<<<<

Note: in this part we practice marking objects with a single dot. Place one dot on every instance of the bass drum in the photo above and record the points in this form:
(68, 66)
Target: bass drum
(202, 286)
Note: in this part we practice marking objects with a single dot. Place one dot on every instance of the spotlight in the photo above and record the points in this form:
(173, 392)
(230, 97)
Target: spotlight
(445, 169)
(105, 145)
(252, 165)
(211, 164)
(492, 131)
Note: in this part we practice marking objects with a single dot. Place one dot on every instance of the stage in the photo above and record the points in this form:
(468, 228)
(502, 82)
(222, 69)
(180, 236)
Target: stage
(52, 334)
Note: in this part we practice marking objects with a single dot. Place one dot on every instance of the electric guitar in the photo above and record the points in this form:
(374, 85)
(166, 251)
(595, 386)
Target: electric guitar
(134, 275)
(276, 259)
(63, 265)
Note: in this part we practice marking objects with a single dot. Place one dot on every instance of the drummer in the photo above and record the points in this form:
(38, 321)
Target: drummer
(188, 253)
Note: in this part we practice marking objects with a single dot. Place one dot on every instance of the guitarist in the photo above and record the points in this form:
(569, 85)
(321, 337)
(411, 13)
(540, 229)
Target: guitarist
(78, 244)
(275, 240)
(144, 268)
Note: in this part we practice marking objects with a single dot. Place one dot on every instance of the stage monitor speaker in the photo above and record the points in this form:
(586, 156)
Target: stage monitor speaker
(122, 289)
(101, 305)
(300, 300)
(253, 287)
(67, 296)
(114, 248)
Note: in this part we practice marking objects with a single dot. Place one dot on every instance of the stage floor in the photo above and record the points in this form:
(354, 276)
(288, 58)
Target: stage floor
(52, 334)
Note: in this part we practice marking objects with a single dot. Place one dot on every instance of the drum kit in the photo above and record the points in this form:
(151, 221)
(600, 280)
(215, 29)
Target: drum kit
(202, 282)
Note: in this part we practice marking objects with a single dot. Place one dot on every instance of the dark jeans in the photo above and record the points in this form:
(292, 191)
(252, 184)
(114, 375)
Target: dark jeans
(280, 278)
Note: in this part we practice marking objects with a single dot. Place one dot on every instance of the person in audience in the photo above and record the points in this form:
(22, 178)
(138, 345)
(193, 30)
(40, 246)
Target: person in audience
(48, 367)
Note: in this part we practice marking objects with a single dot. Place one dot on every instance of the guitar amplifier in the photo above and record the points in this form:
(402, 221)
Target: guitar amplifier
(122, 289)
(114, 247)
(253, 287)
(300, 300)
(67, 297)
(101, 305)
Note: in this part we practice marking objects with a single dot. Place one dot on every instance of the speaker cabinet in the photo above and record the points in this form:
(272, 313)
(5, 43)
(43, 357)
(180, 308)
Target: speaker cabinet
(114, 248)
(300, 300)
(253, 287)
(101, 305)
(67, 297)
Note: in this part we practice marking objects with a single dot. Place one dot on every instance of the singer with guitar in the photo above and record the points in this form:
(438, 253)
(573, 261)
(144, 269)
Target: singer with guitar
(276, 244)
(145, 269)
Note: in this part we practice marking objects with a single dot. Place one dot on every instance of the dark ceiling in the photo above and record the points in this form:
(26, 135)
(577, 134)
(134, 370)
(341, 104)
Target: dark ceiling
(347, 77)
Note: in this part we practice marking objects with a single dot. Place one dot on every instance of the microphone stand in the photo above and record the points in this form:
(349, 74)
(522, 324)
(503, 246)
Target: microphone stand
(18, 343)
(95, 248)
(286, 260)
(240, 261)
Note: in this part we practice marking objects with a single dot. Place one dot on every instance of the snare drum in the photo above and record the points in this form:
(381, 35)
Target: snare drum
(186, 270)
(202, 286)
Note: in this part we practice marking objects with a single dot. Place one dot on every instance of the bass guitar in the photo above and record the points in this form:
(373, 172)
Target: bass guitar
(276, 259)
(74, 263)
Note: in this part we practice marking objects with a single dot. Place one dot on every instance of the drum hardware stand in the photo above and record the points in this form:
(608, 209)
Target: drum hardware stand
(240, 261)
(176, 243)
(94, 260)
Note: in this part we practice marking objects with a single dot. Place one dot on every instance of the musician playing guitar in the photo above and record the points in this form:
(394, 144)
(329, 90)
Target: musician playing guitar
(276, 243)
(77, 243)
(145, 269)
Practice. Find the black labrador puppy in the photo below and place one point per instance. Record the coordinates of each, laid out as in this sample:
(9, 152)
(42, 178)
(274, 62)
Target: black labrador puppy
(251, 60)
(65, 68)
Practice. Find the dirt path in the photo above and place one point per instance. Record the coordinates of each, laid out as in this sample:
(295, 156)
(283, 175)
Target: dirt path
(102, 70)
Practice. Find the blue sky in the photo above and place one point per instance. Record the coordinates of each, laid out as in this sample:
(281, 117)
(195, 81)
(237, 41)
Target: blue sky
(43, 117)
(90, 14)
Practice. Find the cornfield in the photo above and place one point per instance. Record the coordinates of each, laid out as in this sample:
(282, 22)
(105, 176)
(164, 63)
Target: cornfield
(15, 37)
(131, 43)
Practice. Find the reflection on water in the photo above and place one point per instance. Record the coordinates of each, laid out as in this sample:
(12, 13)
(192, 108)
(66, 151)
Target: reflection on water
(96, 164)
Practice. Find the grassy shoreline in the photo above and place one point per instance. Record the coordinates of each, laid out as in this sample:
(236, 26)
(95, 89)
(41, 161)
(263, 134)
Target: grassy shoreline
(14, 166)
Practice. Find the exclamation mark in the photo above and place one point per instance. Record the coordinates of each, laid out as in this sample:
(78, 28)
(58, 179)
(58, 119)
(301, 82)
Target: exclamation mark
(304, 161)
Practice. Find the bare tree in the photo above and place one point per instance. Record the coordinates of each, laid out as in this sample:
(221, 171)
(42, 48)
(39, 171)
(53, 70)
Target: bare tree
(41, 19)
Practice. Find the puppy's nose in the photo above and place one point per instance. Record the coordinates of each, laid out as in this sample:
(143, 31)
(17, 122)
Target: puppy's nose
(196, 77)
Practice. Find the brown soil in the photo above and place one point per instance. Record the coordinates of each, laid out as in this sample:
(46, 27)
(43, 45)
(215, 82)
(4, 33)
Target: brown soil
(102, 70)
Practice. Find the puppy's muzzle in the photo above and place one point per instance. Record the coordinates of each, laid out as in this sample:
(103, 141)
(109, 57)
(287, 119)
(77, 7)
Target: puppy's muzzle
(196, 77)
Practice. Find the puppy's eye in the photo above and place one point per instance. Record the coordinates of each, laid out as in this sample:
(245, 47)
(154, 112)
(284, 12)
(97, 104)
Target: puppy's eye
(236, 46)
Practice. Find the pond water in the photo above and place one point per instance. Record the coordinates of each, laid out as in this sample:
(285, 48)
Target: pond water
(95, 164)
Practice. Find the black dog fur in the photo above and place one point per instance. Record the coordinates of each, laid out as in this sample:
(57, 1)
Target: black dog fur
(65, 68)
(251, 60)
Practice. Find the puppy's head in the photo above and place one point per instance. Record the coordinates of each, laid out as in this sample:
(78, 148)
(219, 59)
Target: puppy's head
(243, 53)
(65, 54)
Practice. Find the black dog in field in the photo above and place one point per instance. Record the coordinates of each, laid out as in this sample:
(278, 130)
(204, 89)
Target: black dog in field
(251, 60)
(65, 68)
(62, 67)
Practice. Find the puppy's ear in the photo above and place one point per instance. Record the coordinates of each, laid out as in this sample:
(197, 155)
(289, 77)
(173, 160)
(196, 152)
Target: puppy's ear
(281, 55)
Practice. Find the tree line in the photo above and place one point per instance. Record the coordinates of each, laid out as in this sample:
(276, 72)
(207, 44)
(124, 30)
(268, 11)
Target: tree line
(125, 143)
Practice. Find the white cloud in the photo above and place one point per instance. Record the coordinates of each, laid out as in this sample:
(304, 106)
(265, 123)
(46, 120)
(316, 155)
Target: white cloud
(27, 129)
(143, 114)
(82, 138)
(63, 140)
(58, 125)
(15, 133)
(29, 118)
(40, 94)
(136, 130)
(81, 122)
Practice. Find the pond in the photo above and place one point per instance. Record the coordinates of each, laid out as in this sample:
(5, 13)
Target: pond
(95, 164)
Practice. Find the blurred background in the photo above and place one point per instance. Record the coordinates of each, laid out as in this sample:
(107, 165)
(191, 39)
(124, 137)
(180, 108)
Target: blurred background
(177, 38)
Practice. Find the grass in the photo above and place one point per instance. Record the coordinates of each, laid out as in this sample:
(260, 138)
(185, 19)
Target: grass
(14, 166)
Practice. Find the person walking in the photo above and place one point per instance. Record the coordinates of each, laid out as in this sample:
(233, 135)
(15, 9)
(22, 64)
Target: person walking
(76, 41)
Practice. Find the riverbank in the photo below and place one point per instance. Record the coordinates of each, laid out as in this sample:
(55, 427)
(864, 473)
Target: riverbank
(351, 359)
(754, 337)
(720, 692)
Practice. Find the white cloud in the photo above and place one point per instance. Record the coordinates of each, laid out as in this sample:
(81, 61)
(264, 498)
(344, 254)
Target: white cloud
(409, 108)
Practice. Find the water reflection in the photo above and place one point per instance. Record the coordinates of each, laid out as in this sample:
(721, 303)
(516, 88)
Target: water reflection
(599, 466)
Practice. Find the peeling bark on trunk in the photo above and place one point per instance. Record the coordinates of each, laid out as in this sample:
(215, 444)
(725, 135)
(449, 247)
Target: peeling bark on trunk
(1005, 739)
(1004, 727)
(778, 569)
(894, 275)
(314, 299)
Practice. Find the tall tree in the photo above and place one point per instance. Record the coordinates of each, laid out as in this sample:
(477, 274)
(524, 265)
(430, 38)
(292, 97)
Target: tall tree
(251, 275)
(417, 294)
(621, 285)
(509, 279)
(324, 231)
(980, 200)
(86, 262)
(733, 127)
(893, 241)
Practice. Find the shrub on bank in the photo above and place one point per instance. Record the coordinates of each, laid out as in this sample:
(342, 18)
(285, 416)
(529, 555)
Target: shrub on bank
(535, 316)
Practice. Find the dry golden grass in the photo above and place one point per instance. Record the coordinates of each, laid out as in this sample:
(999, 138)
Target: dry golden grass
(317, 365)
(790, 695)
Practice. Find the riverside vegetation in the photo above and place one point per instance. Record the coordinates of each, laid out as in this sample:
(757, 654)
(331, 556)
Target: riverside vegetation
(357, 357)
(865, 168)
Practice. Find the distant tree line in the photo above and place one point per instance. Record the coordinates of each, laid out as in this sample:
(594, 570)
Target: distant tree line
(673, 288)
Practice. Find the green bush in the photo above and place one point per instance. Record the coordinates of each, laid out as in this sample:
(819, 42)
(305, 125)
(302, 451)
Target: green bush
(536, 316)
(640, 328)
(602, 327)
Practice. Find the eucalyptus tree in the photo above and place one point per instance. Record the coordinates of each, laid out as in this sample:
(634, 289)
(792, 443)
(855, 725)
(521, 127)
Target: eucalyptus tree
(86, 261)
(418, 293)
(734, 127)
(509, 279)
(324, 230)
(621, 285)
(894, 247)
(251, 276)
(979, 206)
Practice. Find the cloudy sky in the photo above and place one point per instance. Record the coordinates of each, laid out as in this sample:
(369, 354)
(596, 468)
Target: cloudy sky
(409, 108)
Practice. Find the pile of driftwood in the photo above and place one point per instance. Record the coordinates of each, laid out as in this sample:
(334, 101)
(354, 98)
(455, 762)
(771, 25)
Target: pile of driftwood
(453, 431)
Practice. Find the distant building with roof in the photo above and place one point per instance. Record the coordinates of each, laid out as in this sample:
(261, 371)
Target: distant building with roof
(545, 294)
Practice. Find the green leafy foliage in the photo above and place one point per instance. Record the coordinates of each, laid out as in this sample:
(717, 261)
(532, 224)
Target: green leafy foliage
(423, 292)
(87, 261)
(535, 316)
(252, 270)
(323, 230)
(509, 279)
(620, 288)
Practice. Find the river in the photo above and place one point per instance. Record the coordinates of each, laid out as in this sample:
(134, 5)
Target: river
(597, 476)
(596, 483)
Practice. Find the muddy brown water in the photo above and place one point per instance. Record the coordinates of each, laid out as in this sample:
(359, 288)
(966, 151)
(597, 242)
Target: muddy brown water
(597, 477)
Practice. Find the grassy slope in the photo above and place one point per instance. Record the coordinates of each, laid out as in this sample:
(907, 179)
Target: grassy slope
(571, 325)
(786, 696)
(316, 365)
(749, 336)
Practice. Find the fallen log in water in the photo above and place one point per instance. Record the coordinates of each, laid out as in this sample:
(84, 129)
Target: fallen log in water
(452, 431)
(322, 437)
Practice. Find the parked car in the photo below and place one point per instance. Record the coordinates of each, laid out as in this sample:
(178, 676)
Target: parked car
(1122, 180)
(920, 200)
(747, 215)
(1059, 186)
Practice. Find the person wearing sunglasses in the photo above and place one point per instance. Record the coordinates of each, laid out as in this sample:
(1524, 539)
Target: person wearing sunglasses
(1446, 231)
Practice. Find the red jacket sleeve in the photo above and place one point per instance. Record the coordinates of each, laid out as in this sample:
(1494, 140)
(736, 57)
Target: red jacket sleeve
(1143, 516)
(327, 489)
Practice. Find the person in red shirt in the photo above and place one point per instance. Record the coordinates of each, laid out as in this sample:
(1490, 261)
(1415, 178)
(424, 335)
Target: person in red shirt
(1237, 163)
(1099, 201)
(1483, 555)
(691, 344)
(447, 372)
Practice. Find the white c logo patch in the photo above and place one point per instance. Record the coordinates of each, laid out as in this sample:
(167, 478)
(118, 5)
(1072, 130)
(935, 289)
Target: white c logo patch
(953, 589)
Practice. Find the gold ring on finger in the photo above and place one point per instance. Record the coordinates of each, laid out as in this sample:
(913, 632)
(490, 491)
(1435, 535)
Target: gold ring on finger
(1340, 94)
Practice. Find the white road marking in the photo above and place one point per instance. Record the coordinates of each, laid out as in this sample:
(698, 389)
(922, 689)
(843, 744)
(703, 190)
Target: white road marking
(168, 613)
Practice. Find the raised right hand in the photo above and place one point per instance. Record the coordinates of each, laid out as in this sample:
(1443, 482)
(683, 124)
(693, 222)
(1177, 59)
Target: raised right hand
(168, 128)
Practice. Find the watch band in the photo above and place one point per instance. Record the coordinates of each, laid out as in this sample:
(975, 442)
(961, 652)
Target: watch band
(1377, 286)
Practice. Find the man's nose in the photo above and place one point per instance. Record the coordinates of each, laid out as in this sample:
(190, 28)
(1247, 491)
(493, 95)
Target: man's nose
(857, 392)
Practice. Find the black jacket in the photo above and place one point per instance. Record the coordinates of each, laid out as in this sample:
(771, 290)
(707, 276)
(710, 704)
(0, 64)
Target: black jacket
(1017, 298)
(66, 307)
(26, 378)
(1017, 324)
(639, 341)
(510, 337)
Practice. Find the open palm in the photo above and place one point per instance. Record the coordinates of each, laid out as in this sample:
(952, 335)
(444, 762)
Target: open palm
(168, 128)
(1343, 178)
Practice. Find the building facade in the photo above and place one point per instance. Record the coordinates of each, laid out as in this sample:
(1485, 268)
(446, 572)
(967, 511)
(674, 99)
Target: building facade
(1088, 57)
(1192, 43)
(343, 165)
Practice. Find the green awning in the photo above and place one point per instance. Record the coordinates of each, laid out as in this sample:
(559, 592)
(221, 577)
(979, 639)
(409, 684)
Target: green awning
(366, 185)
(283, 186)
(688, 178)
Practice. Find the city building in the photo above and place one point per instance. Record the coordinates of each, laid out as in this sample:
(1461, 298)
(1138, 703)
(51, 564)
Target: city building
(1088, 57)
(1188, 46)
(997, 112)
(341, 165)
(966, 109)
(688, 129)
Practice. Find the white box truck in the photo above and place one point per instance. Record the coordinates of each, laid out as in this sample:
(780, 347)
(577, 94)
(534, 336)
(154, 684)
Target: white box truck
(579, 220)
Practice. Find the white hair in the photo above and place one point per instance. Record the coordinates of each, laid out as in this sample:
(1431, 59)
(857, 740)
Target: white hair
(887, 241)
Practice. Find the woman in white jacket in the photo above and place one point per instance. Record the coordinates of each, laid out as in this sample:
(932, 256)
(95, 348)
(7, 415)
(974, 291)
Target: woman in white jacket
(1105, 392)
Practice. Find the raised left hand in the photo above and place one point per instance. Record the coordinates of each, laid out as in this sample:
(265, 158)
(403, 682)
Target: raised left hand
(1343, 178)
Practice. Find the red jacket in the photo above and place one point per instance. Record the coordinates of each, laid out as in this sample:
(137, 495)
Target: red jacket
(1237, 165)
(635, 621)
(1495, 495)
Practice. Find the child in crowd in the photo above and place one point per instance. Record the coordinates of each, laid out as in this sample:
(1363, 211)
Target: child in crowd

>>>>

* [Task to complete] Pull every line containing the word "crowd" out of the entries above.

* [Output for this exercise]
Practice. Find the child in crowd in the photo above and place one point per instance. Record the coordinates of each, laid out as in this sample:
Target: child in crowd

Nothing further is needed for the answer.